There were a lot of things to like about this book, but the writing style
had several drawbacks. After reading the dreary prequel novels, very few of
which I have actually enjoyed, getting back to Luke Skywalker, even without
Han and Leia, is a wonderful thing. The authors of the expanded universe,
especially Zahn, really know how to characterize the main characters. Zahn has
set up a very engaging and energetic tale, with lots of action, excitement,
deception, and internal politics among various groups of people.
While I like complex investigations, and characters trying to figure out
what is going on, all throughout this book there were way too many potential
solutions being discussed. Every time Luke or Mara are confronted by something
even remotely suspicious, they go through ten or twelve situations that could
explain what they encountered, and they go back and second-guess everything
later. This seems more like the author trying to give the fans every possible
solution to a potential problem, to mislead us, and to keep us from saying
"but couldn't they have done ... (whatever) ... instead?" I found that the way Luke and Mara
presented all of the possible information at once, offering up new theories
before the old ones were made, was rather annoying, especially at the
beginning, when they didn't know anything at all!
The plot begins by having Luke and Mara being called to Chiss space because
the Chiss have found the ship Outbound Flight, which Thrawn destroyed in the
days before even the Clone Wars. Luke wants to see the ship because its crew
consisted of several Jedi Masters and their apprentices, among others. The
plot gets interesting when an alien race comes aboard, to pay their respects
to the remains on the ship, because the Jedi freed them from their tyrannical
masters, the Vagaari. But things start going wrong on the ship, an Imperial
group also shows up (complete with stormtroopers), and everybody is suspicious
of everybody else. Also, there is the person who stole the original message to
Luke and Mara in the first place, Dean Jinzler, who shows up as an
"ambassador" from the New Republic.

## What to do
1: According to the book review, who appears as an "ambassador" from the New Republic?
2: List everything the book review says Zahn's tale has lots of.

## Data rows
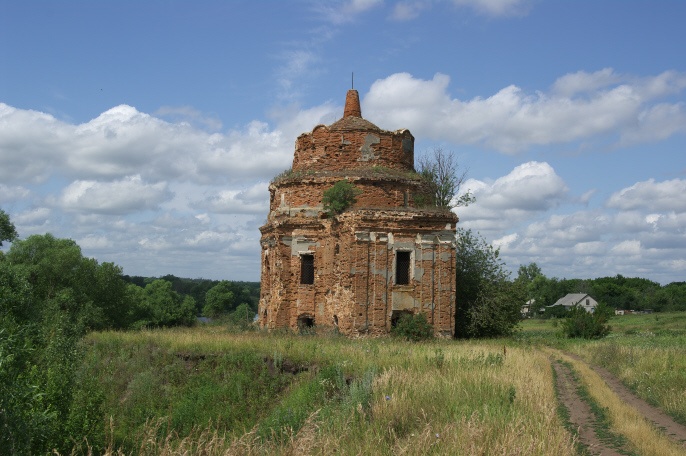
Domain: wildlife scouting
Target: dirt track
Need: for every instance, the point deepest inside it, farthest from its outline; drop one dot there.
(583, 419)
* * *
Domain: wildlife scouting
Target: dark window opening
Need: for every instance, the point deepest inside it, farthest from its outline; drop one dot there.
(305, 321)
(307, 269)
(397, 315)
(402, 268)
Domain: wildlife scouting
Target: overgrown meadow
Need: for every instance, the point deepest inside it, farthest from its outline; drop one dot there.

## Results for each task
1: Dean Jinzler

2: Action, excitement, deception, and internal politics among various groups of people.